* BEGIN *
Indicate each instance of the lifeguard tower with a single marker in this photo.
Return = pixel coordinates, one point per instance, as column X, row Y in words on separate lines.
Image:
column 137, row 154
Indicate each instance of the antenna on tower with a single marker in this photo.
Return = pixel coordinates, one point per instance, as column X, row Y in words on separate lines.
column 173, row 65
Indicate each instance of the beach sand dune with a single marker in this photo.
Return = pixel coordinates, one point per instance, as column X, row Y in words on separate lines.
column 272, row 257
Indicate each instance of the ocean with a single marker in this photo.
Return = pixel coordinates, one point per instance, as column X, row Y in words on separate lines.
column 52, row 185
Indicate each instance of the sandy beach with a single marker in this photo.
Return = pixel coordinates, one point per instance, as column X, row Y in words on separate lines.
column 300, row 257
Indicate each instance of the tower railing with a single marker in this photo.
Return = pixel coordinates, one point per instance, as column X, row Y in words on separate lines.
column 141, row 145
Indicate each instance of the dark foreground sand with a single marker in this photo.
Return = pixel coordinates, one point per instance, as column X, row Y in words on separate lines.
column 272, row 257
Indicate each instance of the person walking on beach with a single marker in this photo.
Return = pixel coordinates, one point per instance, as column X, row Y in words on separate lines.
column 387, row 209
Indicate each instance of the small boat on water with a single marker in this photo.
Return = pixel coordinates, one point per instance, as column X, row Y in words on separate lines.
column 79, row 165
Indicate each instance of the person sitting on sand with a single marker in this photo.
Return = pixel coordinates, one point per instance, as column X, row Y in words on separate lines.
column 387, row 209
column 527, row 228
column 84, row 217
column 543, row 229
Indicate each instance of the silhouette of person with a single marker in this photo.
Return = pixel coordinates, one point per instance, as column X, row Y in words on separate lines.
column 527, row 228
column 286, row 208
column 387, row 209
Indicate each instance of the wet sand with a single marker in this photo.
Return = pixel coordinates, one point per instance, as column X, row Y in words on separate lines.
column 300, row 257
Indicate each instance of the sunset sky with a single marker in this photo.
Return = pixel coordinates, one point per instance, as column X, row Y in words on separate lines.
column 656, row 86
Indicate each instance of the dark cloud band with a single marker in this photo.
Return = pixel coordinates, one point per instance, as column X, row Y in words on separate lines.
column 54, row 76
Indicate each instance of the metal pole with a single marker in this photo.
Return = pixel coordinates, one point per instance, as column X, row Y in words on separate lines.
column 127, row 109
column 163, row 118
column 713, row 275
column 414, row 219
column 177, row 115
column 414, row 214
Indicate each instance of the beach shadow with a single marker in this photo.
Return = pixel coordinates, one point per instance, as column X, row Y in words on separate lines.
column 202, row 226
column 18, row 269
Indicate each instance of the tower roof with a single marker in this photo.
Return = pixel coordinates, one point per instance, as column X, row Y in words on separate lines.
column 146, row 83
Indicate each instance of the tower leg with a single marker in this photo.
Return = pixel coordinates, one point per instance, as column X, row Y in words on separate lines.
* END *
WHAT TO PRODUCE: Could you give the data above again, switching every "single marker" to "lone dot" and leaving everything else unchanged?

OUTPUT OF THE EXERCISE:
Indicate each instance of the lifeguard tower with a lone dot in this photo.
Return = pixel coordinates, one point per instance, as column X, row Y in words on separate lines.
Image:
column 137, row 154
Indicate each instance of the antenna on tower with a lone dot in this photo.
Return = pixel coordinates, one point per instance, as column X, row Y in words on separate lines.
column 173, row 65
Indicate each instance of the beach sand dune with a lone dot in this photo.
Return = pixel coordinates, one point per instance, as column X, row Y in words on separate lines.
column 272, row 257
Indicate each instance of the ocean with a lone dot in this photo.
Return = pixel coordinates, one point per instance, as column X, row Y in words on separate lines.
column 52, row 185
Indicate each instance of the sandy beach with a lone dot in this photo.
Return = pixel coordinates, one point per instance, as column X, row Y in words on separate lines.
column 300, row 257
Indicate each instance of the tower railing with a lone dot in this photo.
Return = pixel coordinates, one point per instance, as column X, row Y in words on separate lines.
column 141, row 145
Indicate each instance of the dark foreground sand with a lone dot in this photo.
Return = pixel coordinates, one point per instance, as column X, row Y in words on separate lines.
column 272, row 257
Indicate each instance of the person walking on beach with a lone dot in this photo.
Return = pixel coordinates, one point per instance, as column X, row Y in words on separate lines.
column 387, row 209
Indicate each instance of the small boat on water with a lone dot in this photo.
Return = pixel coordinates, one point per instance, as column X, row Y in words on separate lines.
column 79, row 165
Indicate each instance of the person sitting on sand with a lone dot in this photo.
Return = pixel coordinates, one point per instance, as column X, row Y in words on separate lines.
column 387, row 209
column 527, row 228
column 84, row 217
column 543, row 229
Indicate each instance of the silhouette of person with a lone dot in this photo.
Return = pixel coordinates, one point per instance, as column X, row Y in words on separate lines.
column 527, row 228
column 286, row 208
column 387, row 209
Indicate each instance of the wet sand with a lone dot in this photo.
Return = pixel coordinates, one point per instance, as column X, row Y in words on separate lines.
column 300, row 257
Indicate each instance of the sunset sky with a lone dot in this photo.
Return = pixel coordinates, one point per instance, as column X, row Y in words on separate lines.
column 656, row 86
Indicate each instance of the dark cloud band with a lone dot in this photo.
Return = pixel coordinates, one point per instance, as column X, row Y in words on separate lines.
column 54, row 76
Indicate each instance of the metal pole with a lone dot in this photo.
Return = pixel coordinates, one point per instance, as column X, row Y in words on separate lines.
column 127, row 109
column 163, row 118
column 713, row 275
column 414, row 219
column 177, row 115
column 414, row 214
Indicate each instance of the beach shadow with a lone dot in this photo.
Return = pixel coordinates, one point per instance, as column X, row Y in words on separate lines.
column 202, row 226
column 18, row 269
Indicate each instance of the tower roof with a lone dot in this photo.
Return = pixel coordinates, one point per instance, as column X, row Y in words on separate lines.
column 146, row 83
Indicate each instance of the tower leg with a lone dot in this photo.
Return = pixel coordinates, one point per instance, as column X, row Y in words on separate lines.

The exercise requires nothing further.